Extract provided:
In fact, thanks to the support of the Cassa di Risparmio di Bolzano Foundation, an award was launched in 2008 that allowed a number of young artists from the Alto Adige region (Michael Fliri, Brave New Alps, Philipp Messner, and Ignaz Cassar) to take up residency for several months at the Centre international d’accueil et d’échanges des Récollets in Paris, as part of the Artist Residency Program organized by the Dena Foundation for Contemporary Art, and in Warsaw at The Centre for Contemporary Art, Ujazdowski Castle.
At the same time, the Museion consistently involved young international and local artists in its temporary and collection exhibition program and in various other formats and partnerships, ranging from the Museion at the Eurac Tower to the Garutti Cube and the art projections on its media façade.
In 2011, in collaboration with the Südtiroler Künstlerbund and the Transart Festival a project was set up for a biennial award for talented young multimedia artists from the North Tyrol, South Tyrol, and Trentino regions. Thanks to this initiative, works by Codice Ivan, Leander Schwazer, Caroline Profanter, and Ulrike Bernard were added to the Museion’s collection.

Set exercise A:
Write out, word for word, the part of the passage on the Museion's support for young artists starting with "At the same" and going on through "its media façade.".
Set exercise B:
Carry on the account of the Museion's work with young artists, picking up after its final sentence.
The material that comes after this has no part in the work here.

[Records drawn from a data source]
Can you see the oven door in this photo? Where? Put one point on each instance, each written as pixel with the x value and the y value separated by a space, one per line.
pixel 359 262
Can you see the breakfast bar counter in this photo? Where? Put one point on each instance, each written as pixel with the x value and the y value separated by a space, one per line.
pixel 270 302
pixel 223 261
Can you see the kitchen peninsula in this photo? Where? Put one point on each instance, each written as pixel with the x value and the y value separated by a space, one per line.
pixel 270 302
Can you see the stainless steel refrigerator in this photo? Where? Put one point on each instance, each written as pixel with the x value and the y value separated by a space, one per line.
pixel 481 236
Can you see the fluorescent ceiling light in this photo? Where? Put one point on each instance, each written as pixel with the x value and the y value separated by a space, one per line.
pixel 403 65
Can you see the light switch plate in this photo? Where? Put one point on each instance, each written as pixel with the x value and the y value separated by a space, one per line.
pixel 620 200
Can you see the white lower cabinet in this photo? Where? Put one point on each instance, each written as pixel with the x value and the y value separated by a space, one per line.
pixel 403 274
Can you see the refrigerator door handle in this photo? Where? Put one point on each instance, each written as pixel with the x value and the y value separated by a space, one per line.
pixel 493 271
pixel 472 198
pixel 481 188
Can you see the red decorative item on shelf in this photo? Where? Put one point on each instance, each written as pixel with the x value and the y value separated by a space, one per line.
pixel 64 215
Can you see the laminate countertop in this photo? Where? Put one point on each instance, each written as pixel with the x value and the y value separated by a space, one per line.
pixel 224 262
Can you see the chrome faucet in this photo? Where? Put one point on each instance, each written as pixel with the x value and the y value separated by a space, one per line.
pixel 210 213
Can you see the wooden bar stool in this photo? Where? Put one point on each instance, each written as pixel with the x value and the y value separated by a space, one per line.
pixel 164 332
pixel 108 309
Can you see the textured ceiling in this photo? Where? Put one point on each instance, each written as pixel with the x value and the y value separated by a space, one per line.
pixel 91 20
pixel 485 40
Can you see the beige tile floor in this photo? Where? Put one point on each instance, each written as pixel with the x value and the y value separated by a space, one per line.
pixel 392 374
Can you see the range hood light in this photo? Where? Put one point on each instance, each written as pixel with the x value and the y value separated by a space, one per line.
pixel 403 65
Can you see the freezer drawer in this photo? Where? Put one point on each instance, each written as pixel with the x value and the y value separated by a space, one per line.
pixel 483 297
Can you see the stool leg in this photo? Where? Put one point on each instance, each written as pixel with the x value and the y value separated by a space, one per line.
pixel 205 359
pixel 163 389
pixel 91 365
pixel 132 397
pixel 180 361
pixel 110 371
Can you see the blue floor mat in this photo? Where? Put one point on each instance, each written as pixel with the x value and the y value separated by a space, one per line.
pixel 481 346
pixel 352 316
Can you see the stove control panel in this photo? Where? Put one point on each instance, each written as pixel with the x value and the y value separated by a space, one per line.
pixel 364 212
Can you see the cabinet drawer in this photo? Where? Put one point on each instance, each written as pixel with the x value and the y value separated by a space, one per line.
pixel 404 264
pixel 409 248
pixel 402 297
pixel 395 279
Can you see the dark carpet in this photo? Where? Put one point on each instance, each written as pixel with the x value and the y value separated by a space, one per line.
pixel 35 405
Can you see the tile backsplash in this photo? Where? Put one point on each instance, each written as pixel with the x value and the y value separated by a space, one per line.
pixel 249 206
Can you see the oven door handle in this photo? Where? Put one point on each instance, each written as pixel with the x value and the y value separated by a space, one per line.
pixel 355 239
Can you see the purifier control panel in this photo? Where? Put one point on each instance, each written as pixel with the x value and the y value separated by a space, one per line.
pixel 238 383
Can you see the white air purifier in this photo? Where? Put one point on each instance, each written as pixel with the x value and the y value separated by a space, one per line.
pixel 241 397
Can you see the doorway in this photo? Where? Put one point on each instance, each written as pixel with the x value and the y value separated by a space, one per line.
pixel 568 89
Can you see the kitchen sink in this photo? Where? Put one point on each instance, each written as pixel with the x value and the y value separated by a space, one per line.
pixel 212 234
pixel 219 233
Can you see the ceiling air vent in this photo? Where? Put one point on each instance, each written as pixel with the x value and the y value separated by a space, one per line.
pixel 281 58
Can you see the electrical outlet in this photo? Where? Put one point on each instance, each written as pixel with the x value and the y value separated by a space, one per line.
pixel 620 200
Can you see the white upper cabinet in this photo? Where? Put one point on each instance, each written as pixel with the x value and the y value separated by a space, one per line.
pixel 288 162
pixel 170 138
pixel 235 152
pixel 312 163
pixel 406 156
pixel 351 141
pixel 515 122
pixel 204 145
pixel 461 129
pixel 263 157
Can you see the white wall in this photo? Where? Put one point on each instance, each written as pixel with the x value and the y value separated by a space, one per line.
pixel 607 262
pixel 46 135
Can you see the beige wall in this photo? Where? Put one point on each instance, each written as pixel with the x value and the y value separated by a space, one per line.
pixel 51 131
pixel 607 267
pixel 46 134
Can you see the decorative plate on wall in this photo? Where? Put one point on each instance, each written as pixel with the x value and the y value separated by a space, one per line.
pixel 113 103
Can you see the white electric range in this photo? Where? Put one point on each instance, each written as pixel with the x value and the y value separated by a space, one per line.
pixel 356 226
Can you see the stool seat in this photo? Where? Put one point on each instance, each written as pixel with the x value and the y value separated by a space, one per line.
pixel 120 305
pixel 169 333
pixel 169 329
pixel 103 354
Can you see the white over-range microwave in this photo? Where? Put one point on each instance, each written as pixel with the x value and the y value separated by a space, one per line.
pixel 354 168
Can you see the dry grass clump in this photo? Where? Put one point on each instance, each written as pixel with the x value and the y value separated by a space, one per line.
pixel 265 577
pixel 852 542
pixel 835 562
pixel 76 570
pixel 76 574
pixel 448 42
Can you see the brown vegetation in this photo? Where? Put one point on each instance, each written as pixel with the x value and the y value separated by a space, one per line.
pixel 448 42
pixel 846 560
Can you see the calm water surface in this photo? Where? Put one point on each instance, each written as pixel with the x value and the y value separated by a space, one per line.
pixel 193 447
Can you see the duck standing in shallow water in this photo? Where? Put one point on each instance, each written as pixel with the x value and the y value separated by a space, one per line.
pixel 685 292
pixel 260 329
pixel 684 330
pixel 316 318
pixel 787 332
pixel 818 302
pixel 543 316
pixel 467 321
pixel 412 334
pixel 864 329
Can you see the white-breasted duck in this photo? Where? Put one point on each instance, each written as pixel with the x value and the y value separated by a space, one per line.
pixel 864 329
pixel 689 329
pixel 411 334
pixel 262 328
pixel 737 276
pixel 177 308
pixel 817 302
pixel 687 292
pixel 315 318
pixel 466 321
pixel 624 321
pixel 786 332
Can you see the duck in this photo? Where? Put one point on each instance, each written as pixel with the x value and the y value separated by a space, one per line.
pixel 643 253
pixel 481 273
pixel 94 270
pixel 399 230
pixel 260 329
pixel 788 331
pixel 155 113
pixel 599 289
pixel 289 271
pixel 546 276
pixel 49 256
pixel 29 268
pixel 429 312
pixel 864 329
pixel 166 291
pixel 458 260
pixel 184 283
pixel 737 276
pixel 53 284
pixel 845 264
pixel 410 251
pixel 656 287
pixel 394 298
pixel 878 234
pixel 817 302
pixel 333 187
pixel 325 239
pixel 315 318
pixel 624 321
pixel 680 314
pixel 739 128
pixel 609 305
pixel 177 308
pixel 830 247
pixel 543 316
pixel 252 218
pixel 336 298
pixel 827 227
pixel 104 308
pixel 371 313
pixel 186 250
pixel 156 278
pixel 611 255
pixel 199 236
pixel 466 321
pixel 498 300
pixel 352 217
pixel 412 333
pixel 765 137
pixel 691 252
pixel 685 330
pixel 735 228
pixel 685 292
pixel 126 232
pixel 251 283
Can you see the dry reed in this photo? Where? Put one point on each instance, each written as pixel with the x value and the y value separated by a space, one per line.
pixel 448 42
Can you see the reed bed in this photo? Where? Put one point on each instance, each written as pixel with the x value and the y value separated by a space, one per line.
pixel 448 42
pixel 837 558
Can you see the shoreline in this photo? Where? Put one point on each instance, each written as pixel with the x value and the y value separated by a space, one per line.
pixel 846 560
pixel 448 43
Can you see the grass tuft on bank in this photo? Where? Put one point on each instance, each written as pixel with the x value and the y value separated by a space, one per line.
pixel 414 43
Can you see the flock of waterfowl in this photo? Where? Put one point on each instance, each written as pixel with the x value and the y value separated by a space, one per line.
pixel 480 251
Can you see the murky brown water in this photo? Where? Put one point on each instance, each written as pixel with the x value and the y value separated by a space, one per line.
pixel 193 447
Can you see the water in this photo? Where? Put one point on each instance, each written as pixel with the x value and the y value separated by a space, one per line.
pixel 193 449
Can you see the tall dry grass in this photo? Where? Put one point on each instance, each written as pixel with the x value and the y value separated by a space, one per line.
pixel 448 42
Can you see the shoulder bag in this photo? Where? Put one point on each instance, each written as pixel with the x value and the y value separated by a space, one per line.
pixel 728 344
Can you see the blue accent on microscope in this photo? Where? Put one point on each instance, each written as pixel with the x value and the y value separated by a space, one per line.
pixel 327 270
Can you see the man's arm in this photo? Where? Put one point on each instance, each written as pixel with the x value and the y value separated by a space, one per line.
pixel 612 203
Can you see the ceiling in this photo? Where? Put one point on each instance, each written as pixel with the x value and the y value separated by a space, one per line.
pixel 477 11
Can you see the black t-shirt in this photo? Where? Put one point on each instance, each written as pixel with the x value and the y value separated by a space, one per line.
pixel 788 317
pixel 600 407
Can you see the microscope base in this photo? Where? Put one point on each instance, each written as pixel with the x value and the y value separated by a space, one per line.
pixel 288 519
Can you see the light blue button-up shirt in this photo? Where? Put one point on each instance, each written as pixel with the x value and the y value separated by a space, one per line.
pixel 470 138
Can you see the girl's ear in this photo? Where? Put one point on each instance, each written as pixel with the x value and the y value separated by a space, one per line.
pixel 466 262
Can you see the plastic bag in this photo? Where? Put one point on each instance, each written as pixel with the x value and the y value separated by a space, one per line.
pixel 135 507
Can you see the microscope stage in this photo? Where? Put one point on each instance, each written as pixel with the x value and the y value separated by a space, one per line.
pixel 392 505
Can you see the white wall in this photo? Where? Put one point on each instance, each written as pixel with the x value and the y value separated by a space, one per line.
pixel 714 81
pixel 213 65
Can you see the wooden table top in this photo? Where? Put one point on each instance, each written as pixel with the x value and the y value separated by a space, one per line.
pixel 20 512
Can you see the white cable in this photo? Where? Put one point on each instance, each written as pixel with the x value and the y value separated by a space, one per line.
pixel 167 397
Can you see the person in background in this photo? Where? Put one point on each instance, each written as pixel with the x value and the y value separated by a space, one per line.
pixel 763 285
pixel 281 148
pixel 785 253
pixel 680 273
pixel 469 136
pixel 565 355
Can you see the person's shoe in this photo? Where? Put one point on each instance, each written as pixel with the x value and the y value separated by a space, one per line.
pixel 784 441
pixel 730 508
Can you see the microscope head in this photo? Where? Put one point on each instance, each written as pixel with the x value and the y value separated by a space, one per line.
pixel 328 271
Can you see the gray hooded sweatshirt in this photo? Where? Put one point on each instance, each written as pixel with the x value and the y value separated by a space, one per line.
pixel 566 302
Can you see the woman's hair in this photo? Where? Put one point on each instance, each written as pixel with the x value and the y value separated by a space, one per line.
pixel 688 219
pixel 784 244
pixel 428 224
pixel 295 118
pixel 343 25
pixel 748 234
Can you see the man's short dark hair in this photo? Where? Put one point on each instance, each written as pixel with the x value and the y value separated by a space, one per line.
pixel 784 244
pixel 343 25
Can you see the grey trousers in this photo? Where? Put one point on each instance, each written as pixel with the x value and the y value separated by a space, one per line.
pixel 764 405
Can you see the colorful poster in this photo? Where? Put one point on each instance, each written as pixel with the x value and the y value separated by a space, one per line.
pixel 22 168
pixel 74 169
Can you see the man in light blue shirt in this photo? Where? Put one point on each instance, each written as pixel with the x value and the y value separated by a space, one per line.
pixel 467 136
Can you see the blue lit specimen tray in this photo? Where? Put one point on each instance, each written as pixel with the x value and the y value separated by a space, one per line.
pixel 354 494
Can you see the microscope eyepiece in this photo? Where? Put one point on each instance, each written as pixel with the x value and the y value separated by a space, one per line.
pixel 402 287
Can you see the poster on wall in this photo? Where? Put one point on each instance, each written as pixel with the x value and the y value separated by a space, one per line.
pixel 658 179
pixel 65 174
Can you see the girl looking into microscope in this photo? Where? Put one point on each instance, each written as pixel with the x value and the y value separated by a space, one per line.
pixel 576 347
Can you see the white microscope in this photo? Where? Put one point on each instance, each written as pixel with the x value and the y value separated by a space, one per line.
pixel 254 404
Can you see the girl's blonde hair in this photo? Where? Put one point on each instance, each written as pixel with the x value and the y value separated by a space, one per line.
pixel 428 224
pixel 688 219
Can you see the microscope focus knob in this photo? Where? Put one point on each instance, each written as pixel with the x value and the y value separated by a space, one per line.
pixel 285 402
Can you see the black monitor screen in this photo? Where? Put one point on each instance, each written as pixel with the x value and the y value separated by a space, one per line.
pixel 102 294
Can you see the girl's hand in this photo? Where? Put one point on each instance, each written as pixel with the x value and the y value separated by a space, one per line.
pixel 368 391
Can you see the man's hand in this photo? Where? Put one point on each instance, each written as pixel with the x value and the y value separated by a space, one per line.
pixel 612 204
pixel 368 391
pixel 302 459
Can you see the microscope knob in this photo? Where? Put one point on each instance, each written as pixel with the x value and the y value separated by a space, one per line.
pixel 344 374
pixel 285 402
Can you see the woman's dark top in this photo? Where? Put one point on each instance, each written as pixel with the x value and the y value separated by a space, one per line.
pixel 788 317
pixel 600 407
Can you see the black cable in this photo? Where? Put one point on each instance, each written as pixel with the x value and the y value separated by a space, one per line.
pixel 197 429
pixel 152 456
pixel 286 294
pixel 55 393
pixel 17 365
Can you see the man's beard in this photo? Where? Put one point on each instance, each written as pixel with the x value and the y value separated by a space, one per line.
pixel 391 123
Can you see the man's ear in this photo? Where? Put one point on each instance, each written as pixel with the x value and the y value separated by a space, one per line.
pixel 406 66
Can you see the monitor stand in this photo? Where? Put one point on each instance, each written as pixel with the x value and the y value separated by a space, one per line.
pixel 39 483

Reply A:
At the same time, the Museion consistently involved young international and local artists in its temporary and collection exhibition program and in various other formats and partnerships, ranging from the Museion at the Eurac Tower to the Garutti Cube and the art projections on its media façade.

Reply B:
In 2012, when the Museion Passage was opened, not only did the museum demonstrate its desire to include and work together with all the people taking an active role in the contemporary culture of the South Tyrol area, it also led to the creation of an experimental space known as the Project Room. Specifically designed to present new projects, this space on the ground floor of the Museion quickly became a well-known platform for discovering and launching young artists.
The artists that have displayed their work in the Project Room include Francesco Arena, Vera Comploj, Rä Di Martino, Judith Fegerl, Chiara Fumai, Leopold Kessler, Hubert Kostner, Sonia Leimer, Gabriela Oberkofler, Diego Perrone, Sven Sachsalber, and Leander Schwazer.
In 2015, this willingness to constantly search for new formats and stimulate interaction with young creative talents led to the creation of the Museion Prize. Sponsored by the Austrian entrepreneur, Hans Peter Haselsteiner, in collaboration with the Museion, the award seeks to promote and sustain young artists aged under thirty-five who have embarked on important artistic and research paths. In line with its policy of being an institution that is both aware of and involved with the cultures around it, the Museion has opened the award to artists operating in Italy (and particularly in the Autonomous Province of Bolzano / Bozen), Switzerland, and Austria.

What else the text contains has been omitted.